::: ARTICLE :::

Cokou : Pour un profil informatique qui voudrait passer BA, je dirai qu’il faut d’abord cibler le métier visé et bien maîtriser son contexte fonctionnel, puis s’inscrire dans un groupe de professionnels afin de bénéficier de la synergie de groupe. Pour les MOA et MOE qui ont une expérience professionnelle consistante, la course à la certification peut attendre. Mais il est toujours souhaitable de pouvoir ajouter cette étiquette pour mettre en confiance les entreprises, du moins pour vos premiers pas en tant que Business Analyst. Par la suite, elles sont plus focalisées sur les expériences acquises en tant que BA. Il est néanmoins préférable d’être membre d’un chapitre de l’IIBA.

Ici au Canada, les membres reçoivent la « bible » qu’est le BABOK ® – Business Analysis Body of Knowledge – dans lequel on peut trouver une foule d’informations sur la pratique du métier de BA et se préparer à la certification.

>> Voir aussi mes recommandations de lecture: Se former et Se certifier

Il existe de nombreux groupes d’études qui sont de petites classes d’apprentissage et d’échanges. L’Université de Carleton, par exemple, dispose d’une filière de BA qui délivre le MCBA – Masters Certificate in Business Analysis – qui peut se faire en option accélérée.

Alice : Tu me disais également que les entreprises peuvent s’adresser à une plateforme IIBA® locale. Est-ce que cela leur permet de recruter des Business Analysts à l’écoute d’opportunités, de collecter des bonnes pratiques pour leurs propres besoins, de faire suivre des formations à leurs BAs ? Peux-tu nous en dire plus ?

Cokou : Les entreprises sont en communication avec l’antenne locale de IIBA®. Maintenant, la collaboration se fait de façon très naturelle car certains animateurs de ces antennes locales sont aussi des Business Analysts en poste dans ces mêmes entreprises. La dissémination de nouvelles techniques et pratiques se fait donc sans problème. La circulation de l’information se fait dans les deux sens. Les sociétés de services informatiques demeurent cependant les principaux pourvoyeurs de profils BA aux entreprises.

:::

=== CONSIGNE DE L'EXERCICE ===
Relevez tous les sigles présents dans l'article sur le métier de Business Analyst, en citant chacun une seule fois.

::: LIGNES ENREGISTRÉES :::

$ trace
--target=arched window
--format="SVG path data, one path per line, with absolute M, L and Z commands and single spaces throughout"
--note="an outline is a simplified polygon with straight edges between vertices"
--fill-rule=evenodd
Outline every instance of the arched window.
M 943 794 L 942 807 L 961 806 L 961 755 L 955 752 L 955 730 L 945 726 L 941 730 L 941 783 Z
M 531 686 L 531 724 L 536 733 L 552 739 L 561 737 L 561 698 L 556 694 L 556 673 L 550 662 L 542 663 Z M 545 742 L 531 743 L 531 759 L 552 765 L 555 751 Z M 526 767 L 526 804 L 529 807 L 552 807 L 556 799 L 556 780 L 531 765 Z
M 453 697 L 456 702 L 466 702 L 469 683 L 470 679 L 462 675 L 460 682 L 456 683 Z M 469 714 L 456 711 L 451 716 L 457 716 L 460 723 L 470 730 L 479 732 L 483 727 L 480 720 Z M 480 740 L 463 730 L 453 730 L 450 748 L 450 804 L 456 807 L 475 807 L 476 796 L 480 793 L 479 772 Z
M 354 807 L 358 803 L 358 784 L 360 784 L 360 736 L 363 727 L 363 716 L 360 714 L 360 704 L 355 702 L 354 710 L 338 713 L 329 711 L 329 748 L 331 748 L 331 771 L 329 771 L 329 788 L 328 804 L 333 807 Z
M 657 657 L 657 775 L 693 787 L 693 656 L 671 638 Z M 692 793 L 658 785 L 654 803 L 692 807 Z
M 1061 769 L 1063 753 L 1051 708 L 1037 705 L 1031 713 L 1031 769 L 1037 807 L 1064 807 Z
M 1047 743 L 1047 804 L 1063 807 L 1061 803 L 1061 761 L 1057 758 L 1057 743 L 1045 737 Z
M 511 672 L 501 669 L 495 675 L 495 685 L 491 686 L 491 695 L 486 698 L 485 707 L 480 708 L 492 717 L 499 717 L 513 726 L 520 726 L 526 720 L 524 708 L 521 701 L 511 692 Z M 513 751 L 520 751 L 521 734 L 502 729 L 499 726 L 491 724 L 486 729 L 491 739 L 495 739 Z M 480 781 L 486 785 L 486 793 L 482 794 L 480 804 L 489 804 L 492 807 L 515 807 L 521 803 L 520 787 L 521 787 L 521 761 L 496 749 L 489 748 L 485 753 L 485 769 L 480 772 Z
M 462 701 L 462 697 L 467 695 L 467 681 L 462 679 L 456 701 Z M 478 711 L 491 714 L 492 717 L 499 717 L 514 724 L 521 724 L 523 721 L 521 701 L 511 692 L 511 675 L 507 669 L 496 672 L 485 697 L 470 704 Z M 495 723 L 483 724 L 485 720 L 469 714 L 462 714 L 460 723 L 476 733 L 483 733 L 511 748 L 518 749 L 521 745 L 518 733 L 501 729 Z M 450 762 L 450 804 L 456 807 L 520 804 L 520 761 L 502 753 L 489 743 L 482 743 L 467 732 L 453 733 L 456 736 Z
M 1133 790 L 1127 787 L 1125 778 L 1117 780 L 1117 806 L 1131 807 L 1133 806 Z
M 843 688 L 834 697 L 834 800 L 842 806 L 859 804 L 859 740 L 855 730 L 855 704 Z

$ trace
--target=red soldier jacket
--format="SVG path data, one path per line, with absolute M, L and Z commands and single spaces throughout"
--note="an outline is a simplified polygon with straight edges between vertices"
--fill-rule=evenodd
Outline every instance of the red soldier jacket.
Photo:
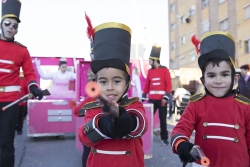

:::
::: LIGNES ENREGISTRÉES :::

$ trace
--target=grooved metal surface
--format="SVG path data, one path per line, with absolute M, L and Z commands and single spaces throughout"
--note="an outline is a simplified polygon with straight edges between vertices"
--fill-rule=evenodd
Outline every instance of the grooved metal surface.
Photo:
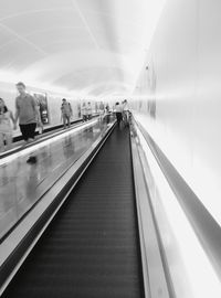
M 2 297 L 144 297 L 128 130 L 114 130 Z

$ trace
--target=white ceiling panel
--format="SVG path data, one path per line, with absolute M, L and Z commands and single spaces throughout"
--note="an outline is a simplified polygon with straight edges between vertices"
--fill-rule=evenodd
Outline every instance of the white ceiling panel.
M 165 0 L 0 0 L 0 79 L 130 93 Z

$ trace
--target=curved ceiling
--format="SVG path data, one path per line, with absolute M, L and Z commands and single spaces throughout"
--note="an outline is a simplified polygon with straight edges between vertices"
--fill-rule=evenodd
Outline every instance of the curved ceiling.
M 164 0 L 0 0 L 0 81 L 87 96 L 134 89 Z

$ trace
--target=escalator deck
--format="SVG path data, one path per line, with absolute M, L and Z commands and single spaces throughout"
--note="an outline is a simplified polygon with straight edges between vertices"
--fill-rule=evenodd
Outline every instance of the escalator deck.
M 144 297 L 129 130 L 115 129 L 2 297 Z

:::

=== RÉPONSE ATTENDUE ===
Les sigles présents sont BA, MOA, MOE, IIBA, BABOK et MCBA.